-------- MATERIAL FOR THIS TASK
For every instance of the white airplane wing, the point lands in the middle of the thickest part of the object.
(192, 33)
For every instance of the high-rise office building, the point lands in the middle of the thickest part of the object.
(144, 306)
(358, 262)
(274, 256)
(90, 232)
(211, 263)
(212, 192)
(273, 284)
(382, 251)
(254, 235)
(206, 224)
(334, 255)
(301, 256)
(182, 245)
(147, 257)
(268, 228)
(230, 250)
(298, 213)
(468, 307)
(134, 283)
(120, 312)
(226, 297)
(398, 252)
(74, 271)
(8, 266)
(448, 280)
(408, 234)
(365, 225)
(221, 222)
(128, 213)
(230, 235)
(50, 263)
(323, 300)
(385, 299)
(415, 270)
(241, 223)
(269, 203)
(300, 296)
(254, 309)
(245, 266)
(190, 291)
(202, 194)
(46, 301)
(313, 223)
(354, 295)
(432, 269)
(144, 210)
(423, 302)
----------------
▶ **AIM OF THE TASK**
The whole of the data must be given again, exactly as shown.

▶ **SOLUTION**
For every instance of the white airplane wing, the point lands in the middle of the thickest part of the object.
(192, 33)
For every instance of the high-rise office building, the point lands in the middle of the thickest part of the object.
(144, 306)
(358, 262)
(274, 256)
(90, 232)
(211, 263)
(212, 192)
(273, 284)
(382, 251)
(254, 235)
(206, 224)
(334, 255)
(301, 256)
(182, 245)
(147, 257)
(268, 228)
(230, 250)
(298, 213)
(468, 307)
(134, 283)
(120, 312)
(226, 297)
(398, 252)
(74, 271)
(8, 266)
(448, 280)
(408, 234)
(365, 225)
(221, 222)
(128, 213)
(230, 235)
(50, 263)
(323, 300)
(385, 299)
(415, 270)
(241, 223)
(269, 203)
(300, 296)
(254, 309)
(245, 266)
(190, 291)
(202, 194)
(46, 301)
(313, 223)
(354, 295)
(432, 269)
(144, 210)
(423, 302)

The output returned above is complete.